— Start of Dataset content —
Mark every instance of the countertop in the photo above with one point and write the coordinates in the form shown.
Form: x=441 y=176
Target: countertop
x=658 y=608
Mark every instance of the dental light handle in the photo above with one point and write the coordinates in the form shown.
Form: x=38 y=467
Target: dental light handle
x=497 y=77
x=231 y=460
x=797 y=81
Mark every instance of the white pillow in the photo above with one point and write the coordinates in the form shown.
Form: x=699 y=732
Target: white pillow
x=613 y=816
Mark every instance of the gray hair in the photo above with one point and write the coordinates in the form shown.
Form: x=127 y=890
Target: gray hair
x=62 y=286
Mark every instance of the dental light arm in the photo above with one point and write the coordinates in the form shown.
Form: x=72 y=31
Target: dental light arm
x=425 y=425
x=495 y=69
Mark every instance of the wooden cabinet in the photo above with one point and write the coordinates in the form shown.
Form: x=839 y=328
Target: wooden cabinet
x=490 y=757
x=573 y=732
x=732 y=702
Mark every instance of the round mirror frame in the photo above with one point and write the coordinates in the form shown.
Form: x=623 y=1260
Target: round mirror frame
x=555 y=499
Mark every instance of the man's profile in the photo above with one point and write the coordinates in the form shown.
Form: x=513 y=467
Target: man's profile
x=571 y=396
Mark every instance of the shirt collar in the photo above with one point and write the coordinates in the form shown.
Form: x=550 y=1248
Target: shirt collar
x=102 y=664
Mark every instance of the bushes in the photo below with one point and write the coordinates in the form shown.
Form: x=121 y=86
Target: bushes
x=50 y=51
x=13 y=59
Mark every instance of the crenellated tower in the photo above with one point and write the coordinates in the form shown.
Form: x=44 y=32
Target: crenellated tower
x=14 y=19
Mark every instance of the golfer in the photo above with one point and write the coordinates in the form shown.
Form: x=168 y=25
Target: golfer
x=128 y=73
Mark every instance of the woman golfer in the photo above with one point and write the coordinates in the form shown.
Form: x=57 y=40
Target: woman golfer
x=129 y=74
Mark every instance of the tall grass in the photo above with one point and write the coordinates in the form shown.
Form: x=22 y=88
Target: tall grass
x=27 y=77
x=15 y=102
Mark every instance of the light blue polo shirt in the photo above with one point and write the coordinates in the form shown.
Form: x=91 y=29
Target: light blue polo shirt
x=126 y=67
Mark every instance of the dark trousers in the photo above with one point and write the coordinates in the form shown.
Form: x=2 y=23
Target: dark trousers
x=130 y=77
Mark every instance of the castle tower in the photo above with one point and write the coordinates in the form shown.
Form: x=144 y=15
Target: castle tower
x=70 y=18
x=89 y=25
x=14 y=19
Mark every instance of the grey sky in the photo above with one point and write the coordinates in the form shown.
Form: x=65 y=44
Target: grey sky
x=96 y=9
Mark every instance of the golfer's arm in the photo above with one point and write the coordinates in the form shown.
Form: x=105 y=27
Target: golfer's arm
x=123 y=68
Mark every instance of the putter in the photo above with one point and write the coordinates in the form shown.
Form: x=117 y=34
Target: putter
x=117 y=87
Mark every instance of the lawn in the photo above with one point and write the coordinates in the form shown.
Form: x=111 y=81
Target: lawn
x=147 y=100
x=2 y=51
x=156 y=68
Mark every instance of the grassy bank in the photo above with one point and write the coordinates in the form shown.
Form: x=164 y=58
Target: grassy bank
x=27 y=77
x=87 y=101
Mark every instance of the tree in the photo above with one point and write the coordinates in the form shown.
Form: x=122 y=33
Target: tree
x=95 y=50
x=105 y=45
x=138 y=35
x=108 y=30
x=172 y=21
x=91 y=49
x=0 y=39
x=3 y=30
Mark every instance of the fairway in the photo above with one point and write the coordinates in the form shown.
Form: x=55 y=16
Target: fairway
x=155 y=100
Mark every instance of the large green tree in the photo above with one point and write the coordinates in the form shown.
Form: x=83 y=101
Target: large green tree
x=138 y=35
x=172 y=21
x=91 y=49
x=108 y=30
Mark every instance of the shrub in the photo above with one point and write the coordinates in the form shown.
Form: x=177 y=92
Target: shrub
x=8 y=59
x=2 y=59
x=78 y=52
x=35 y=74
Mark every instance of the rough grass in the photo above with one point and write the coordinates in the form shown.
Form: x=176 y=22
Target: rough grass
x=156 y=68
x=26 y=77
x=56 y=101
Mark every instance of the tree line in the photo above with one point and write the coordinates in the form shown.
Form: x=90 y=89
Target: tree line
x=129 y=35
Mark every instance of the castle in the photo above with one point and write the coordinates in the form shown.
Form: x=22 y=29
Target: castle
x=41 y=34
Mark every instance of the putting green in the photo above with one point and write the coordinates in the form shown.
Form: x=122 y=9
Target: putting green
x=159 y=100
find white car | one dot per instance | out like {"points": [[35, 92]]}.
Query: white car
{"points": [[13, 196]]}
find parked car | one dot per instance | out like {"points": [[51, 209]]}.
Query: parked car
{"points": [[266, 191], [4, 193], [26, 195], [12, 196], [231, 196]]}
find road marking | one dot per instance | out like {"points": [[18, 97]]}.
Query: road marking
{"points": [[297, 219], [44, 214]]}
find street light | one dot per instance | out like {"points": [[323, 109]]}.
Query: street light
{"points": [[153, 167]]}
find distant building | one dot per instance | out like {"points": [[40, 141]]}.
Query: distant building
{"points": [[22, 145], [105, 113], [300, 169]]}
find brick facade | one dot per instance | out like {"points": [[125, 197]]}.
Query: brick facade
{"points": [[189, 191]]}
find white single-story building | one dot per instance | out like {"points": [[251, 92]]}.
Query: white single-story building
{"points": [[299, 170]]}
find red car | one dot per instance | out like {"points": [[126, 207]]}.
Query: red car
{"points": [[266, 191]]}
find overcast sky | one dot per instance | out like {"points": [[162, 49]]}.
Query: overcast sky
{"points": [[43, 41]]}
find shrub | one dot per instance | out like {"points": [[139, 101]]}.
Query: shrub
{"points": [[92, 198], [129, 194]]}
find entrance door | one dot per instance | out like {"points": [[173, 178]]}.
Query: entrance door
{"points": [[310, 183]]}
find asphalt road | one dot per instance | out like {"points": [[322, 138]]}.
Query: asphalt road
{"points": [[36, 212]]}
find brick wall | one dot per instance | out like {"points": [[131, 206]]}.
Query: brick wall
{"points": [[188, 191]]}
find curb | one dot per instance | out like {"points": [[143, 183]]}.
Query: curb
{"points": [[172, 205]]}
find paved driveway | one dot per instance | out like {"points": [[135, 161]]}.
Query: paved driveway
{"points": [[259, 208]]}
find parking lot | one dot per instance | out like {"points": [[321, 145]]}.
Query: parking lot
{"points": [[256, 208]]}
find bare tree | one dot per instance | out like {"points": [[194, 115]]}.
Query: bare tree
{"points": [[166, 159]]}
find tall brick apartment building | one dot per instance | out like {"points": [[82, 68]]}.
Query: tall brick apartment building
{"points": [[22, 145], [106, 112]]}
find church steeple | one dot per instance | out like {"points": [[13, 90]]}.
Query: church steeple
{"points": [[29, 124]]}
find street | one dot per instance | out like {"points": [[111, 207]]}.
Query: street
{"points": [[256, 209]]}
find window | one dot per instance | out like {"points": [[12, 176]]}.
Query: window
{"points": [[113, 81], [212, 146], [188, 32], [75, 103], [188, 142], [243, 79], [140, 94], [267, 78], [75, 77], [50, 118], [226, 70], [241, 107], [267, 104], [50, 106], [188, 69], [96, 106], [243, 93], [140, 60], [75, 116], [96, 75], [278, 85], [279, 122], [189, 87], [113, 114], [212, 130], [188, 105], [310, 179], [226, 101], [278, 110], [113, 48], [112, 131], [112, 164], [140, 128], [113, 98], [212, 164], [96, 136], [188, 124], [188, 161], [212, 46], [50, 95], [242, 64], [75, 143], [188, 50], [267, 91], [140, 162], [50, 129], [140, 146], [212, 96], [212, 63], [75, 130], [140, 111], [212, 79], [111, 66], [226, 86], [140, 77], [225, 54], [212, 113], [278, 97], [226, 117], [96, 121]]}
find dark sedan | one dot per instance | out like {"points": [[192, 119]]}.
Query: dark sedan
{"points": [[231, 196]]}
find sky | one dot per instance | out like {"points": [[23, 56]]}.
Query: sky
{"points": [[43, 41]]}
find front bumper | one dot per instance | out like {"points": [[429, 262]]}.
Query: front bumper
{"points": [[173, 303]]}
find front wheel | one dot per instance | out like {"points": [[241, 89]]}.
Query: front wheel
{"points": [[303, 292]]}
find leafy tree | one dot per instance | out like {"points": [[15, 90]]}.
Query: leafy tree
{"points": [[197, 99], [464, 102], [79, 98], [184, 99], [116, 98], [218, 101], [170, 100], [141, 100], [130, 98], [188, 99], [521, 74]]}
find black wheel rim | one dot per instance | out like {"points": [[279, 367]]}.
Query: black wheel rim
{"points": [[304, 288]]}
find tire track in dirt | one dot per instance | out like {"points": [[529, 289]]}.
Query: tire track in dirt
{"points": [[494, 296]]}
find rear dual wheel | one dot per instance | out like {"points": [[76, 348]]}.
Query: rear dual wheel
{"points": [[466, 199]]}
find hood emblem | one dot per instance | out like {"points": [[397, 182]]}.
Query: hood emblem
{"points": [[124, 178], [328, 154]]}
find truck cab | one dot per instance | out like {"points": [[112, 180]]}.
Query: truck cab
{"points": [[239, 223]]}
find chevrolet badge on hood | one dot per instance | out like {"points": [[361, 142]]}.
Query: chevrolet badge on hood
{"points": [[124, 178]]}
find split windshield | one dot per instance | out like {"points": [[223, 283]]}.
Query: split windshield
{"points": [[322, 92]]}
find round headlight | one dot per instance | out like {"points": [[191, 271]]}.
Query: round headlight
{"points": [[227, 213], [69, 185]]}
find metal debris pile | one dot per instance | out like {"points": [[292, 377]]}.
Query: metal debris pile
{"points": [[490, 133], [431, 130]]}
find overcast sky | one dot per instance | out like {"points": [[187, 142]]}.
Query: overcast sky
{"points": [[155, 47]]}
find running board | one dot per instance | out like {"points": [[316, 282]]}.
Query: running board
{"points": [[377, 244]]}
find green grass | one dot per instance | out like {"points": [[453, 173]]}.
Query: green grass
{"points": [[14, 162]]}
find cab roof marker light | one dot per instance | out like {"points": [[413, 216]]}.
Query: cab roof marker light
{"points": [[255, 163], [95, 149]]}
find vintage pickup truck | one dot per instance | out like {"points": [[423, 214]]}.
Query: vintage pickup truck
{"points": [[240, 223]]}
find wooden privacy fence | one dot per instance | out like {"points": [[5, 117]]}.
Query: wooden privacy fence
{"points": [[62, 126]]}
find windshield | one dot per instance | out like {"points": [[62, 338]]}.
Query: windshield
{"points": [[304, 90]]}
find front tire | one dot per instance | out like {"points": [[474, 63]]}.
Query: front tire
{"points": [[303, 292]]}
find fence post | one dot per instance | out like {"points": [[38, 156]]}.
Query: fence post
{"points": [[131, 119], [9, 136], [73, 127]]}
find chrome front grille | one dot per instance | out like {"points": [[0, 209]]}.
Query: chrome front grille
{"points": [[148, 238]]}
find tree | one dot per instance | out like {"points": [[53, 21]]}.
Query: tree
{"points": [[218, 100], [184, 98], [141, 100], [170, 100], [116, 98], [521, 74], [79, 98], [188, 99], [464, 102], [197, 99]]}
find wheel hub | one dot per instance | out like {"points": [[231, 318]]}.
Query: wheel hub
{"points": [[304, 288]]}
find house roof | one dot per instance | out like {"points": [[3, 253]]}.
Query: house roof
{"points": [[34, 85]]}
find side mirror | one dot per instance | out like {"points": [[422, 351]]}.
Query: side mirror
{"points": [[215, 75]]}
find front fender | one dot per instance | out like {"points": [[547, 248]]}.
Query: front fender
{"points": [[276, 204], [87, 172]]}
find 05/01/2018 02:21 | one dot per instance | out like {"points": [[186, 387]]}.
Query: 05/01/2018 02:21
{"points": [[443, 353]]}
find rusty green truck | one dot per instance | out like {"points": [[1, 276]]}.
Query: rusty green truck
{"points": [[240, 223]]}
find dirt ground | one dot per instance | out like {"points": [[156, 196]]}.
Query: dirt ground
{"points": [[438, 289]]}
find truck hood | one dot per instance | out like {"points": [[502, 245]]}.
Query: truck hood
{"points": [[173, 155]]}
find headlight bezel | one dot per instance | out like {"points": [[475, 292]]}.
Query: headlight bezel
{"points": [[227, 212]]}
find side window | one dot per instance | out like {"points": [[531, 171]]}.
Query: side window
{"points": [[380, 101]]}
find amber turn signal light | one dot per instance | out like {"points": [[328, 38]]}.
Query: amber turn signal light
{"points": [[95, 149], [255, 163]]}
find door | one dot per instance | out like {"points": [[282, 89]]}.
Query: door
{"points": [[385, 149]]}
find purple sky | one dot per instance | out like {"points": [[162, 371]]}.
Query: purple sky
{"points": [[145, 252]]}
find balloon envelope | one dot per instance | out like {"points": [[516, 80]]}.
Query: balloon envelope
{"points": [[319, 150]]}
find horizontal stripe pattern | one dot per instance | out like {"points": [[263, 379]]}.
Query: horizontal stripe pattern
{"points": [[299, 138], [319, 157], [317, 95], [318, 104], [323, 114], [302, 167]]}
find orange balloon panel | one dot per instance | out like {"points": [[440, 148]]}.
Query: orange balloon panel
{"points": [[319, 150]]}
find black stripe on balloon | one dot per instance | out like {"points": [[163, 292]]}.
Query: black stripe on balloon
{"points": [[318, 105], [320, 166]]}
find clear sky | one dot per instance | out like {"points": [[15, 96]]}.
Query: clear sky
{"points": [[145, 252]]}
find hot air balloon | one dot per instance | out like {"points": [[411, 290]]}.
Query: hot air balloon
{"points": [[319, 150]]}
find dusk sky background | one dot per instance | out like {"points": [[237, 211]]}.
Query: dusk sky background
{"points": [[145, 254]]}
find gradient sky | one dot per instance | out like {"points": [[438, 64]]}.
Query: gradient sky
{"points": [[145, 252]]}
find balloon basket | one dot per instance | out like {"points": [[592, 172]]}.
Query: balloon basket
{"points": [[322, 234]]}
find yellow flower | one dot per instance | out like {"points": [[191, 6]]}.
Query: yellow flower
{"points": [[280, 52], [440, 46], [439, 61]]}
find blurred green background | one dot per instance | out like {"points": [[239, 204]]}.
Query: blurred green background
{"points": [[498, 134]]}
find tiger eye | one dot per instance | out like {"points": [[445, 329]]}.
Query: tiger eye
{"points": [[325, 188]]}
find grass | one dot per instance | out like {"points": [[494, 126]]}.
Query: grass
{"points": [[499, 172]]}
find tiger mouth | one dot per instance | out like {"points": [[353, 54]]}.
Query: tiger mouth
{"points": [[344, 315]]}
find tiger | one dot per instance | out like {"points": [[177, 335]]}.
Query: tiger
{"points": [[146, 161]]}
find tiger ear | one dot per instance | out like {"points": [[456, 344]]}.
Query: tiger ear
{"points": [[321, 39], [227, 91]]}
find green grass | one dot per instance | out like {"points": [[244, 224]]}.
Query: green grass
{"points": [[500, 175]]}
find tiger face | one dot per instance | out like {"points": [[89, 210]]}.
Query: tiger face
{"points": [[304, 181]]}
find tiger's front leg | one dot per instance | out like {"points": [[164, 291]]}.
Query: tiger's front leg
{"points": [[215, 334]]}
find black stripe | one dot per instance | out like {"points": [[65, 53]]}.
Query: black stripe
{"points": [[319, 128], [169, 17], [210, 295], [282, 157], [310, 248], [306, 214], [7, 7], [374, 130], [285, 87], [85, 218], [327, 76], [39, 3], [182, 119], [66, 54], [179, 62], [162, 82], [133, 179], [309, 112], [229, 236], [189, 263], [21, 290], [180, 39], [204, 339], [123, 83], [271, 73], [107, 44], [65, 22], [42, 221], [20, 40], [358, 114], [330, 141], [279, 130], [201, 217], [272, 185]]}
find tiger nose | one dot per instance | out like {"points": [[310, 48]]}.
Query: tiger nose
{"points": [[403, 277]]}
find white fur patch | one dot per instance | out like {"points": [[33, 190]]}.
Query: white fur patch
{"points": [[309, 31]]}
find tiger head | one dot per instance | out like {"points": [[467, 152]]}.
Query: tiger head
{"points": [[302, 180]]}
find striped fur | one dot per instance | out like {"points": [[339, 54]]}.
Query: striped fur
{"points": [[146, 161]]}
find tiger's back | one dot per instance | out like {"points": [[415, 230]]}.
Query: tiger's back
— End of Dataset content —
▶ **Work required**:
Take the line with "find yellow flower" and all lines after it to the last line, and reproduce them exactly.

▶ **Exercise answer**:
find yellow flower | one dot per instance | out like {"points": [[191, 6]]}.
Query: yellow flower
{"points": [[280, 52], [440, 46], [439, 61]]}
find blurred green background | one dot per instance | out like {"points": [[239, 204]]}.
Query: blurred green background
{"points": [[498, 134]]}
find tiger eye | one dot per instance | out like {"points": [[445, 329]]}.
Query: tiger eye
{"points": [[325, 188]]}
find grass | one dot per instance | out like {"points": [[494, 126]]}.
Query: grass
{"points": [[499, 172]]}
find tiger mouth | one dot per instance | out like {"points": [[353, 54]]}.
Query: tiger mouth
{"points": [[344, 315]]}
find tiger | one dot per instance | out like {"points": [[177, 335]]}.
Query: tiger
{"points": [[146, 161]]}
find tiger ear | one dot per instance | out like {"points": [[456, 344]]}.
Query: tiger ear
{"points": [[321, 39], [227, 91]]}
find green grass | one dot per instance | out like {"points": [[244, 224]]}.
Query: green grass
{"points": [[500, 175]]}
find tiger face | one dot per instance | out like {"points": [[89, 210]]}.
Query: tiger face
{"points": [[304, 181]]}
find tiger's front leg | one dot per instance | out like {"points": [[164, 291]]}.
Query: tiger's front leg
{"points": [[215, 334]]}
find black stripe | one dot per instance | out like {"points": [[65, 53]]}.
Query: black stripe
{"points": [[319, 128], [169, 17], [210, 295], [282, 157], [310, 248], [306, 214], [7, 7], [374, 130], [285, 87], [85, 218], [327, 76], [39, 3], [182, 119], [66, 54], [179, 62], [162, 82], [133, 179], [309, 112], [229, 236], [189, 263], [21, 290], [180, 39], [204, 339], [123, 83], [271, 73], [107, 44], [65, 22], [42, 221], [20, 40], [358, 114], [330, 141], [279, 130], [201, 217], [272, 185]]}
find tiger nose | one dot per instance | out like {"points": [[310, 48]]}.
Query: tiger nose
{"points": [[403, 277]]}
find white fur patch | one dot per instance | out like {"points": [[33, 190]]}.
Query: white fur patch
{"points": [[309, 31]]}
find tiger head | one dot per instance | out like {"points": [[467, 152]]}.
Query: tiger head
{"points": [[302, 180]]}
find striped fur | one dot per instance | out like {"points": [[339, 54]]}.
Query: striped fur
{"points": [[146, 161]]}
find tiger's back | one dot per instance | out like {"points": [[415, 230]]}.
Query: tiger's back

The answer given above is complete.